▶ **GIVEN TASK**
Change the stretch from the line containing "Shelf-audit tagging: put a marker on the bank" through the last line, replacing "aisle log" with "stock ledger" and leaving everything else as it stands. Give back only those lines.

▶ **MATERIAL FOR THIS TASK**
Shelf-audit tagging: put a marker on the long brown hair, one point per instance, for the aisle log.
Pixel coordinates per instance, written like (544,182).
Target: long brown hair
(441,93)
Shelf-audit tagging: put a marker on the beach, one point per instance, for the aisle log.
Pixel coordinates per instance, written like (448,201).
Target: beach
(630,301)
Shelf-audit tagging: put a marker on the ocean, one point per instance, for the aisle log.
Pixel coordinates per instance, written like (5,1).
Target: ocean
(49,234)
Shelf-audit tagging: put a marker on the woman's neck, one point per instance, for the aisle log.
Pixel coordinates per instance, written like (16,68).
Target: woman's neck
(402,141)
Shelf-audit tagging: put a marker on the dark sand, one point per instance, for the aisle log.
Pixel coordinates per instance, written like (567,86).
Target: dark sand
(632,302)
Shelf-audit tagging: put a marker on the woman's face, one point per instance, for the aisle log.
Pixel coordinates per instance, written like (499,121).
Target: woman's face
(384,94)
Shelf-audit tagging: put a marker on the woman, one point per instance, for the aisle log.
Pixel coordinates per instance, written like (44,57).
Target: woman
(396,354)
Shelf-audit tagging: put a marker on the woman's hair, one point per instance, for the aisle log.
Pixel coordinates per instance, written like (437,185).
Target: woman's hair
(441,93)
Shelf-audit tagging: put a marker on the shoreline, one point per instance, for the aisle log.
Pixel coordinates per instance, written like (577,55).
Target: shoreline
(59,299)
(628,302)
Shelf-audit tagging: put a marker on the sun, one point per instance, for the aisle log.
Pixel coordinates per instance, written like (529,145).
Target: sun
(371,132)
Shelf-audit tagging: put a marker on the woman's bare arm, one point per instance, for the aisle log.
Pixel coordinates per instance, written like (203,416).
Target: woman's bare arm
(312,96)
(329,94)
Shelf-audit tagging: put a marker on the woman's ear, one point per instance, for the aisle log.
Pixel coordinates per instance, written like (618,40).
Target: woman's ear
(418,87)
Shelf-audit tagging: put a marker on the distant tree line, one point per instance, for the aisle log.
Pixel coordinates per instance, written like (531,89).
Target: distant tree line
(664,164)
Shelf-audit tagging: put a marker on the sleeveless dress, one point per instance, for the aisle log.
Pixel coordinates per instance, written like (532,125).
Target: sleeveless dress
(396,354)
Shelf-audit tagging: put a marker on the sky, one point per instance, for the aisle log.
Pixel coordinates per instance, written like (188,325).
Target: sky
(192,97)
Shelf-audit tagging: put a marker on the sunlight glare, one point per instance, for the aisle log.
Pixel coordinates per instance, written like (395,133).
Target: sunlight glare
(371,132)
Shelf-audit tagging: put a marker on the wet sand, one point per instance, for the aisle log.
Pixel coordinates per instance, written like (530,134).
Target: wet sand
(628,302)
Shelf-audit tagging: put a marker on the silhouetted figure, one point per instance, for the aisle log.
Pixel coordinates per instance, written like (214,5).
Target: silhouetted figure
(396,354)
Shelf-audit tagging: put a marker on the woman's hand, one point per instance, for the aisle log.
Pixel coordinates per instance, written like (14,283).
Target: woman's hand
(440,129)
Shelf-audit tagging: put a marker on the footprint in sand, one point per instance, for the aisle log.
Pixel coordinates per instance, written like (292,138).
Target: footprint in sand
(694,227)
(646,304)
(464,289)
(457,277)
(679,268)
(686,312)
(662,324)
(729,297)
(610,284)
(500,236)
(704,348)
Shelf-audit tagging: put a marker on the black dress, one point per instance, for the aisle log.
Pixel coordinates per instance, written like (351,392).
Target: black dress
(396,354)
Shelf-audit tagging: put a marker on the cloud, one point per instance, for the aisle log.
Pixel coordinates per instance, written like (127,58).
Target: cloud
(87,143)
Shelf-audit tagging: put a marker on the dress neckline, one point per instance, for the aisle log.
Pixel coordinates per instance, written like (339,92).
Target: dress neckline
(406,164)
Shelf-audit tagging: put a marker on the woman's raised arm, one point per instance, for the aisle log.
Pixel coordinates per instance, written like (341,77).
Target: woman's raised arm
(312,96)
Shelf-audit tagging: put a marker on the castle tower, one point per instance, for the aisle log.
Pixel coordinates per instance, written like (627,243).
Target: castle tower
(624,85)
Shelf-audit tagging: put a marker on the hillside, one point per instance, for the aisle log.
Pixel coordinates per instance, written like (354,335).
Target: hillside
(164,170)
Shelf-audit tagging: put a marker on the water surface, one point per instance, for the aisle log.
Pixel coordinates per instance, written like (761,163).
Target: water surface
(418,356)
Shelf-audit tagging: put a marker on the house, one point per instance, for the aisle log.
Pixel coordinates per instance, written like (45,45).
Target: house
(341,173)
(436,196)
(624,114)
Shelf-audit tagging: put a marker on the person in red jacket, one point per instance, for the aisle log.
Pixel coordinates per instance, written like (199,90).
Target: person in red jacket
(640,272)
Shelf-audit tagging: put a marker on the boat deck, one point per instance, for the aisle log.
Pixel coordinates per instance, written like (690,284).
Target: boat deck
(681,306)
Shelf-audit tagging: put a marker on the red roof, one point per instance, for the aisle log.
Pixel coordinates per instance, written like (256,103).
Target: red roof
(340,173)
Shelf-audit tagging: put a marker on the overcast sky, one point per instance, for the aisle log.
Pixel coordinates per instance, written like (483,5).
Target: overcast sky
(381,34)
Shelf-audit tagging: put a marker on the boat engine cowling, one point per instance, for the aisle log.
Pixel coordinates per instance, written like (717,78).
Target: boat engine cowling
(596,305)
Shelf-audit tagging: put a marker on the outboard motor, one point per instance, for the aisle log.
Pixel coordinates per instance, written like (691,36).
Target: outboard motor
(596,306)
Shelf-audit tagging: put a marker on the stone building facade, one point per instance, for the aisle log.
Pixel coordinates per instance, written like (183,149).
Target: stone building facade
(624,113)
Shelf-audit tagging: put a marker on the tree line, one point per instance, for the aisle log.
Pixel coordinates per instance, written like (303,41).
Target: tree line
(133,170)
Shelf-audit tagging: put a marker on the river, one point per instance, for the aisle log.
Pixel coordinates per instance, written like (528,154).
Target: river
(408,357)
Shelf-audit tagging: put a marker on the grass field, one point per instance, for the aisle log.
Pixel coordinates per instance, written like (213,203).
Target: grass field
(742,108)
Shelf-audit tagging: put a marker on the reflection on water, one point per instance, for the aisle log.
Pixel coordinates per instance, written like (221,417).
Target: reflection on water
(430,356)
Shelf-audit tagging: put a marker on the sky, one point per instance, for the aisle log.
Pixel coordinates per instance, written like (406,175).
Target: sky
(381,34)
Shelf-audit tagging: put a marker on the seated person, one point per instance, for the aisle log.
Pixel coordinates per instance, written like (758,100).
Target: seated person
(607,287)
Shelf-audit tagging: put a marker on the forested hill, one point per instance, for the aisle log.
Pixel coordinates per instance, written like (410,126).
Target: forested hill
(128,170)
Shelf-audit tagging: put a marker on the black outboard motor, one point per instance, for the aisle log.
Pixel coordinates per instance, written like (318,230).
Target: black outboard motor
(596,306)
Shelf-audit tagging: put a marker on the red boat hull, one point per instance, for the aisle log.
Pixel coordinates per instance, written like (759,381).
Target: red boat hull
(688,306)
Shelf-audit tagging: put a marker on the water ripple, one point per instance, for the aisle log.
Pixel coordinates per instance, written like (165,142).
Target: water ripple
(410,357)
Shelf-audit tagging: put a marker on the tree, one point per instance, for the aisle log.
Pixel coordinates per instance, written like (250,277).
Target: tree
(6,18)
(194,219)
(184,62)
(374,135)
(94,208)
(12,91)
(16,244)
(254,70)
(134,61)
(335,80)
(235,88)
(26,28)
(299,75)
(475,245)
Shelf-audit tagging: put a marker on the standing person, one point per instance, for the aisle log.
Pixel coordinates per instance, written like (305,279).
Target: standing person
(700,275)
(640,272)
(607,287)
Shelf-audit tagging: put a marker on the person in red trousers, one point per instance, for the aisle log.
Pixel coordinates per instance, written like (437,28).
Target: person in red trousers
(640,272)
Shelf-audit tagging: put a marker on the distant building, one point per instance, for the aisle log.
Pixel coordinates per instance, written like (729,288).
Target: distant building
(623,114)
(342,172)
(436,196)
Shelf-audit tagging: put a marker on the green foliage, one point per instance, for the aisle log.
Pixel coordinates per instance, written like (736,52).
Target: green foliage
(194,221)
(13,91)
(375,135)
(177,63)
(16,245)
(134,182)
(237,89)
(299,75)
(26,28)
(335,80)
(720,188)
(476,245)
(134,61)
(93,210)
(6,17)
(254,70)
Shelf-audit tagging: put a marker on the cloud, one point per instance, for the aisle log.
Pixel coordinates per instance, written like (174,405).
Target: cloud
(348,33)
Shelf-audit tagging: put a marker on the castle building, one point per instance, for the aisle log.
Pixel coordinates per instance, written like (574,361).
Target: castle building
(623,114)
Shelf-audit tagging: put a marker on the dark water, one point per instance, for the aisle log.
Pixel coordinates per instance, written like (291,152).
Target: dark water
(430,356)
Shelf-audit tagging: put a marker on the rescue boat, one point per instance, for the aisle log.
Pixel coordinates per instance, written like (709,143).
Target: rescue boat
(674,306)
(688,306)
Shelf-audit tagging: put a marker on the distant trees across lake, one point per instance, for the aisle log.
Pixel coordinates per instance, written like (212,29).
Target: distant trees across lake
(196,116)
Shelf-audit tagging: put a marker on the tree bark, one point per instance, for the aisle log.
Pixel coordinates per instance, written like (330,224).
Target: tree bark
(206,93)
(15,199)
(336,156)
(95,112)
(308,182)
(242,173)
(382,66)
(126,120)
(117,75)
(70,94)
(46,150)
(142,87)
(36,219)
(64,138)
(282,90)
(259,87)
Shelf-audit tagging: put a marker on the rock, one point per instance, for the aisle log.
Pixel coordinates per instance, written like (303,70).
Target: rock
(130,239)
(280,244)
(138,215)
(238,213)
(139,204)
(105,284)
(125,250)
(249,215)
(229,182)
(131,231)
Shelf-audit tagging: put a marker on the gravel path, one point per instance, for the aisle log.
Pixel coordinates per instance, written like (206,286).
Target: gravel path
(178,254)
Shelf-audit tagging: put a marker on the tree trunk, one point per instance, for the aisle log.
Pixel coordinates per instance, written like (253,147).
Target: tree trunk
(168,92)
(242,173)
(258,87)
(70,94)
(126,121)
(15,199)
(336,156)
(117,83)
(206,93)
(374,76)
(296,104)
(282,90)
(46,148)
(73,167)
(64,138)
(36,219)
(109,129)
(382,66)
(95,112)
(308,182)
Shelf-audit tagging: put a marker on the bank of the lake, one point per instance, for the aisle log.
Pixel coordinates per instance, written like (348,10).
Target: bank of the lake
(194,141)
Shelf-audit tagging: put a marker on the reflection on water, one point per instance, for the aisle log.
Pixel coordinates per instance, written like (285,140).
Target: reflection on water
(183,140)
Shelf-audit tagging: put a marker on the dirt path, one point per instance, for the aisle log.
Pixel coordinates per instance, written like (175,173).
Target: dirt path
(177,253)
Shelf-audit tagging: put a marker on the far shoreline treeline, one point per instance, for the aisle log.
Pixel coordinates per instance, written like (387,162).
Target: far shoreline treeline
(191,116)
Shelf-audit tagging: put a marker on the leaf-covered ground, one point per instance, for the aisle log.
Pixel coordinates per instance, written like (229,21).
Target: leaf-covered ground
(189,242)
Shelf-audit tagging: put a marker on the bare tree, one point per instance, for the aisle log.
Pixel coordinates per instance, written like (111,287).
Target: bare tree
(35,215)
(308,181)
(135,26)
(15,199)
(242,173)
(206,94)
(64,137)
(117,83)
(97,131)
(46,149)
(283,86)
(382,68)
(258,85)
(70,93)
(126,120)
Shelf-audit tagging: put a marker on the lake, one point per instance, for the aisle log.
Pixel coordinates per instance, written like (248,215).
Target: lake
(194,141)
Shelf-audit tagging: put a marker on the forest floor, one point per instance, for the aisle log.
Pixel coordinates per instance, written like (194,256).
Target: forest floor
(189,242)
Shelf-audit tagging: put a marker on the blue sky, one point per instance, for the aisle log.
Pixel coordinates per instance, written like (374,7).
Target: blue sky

▶ **EXERCISE RESULT**
Shelf-audit tagging: put a marker on the bank of the lake, one point per instance, for the stock ledger.
Pixel coordinates per instance, written like (348,10).
Target: bank of the lake
(194,141)
Shelf-audit tagging: put a marker on the reflection on water, one point per instance, for the stock ledger.
Pixel coordinates per instance, written like (285,140).
Target: reflection on water
(183,140)
Shelf-audit tagging: put a marker on the dirt path, one point per instance, for the stock ledger.
Pixel coordinates per instance, written like (175,173).
Target: dirt path
(177,253)
Shelf-audit tagging: put a marker on the far shoreline treeline, one point per instance, for the stock ledger.
Pixel coordinates per instance, written like (387,162).
Target: far shoreline treeline
(191,116)
Shelf-audit tagging: put a marker on the leaf-covered ground, one point per instance, for the stock ledger.
Pixel coordinates per instance, written like (229,21).
Target: leaf-covered ground
(189,242)
Shelf-audit tagging: put a marker on the bare tree, one point per instance, for the stock ledger.
Pixel coordinates per instance, written like (111,287).
Target: bare tree
(35,215)
(308,181)
(135,26)
(15,199)
(242,173)
(206,94)
(64,137)
(117,83)
(97,131)
(46,149)
(283,86)
(382,68)
(258,85)
(70,93)
(126,120)
Shelf-audit tagging: put a marker on the lake, one point per instance, for the stock ledger.
Pixel coordinates per instance, written like (248,215).
Target: lake
(194,141)
Shelf-audit tagging: put a marker on the forest floor, one point per instance, for the stock ledger.
Pixel coordinates per instance, written like (194,256).
Target: forest floor
(189,242)
Shelf-audit tagging: put a marker on the blue sky, one point per instance, for the stock ledger.
Pixel coordinates per instance, written like (374,7).
Target: blue sky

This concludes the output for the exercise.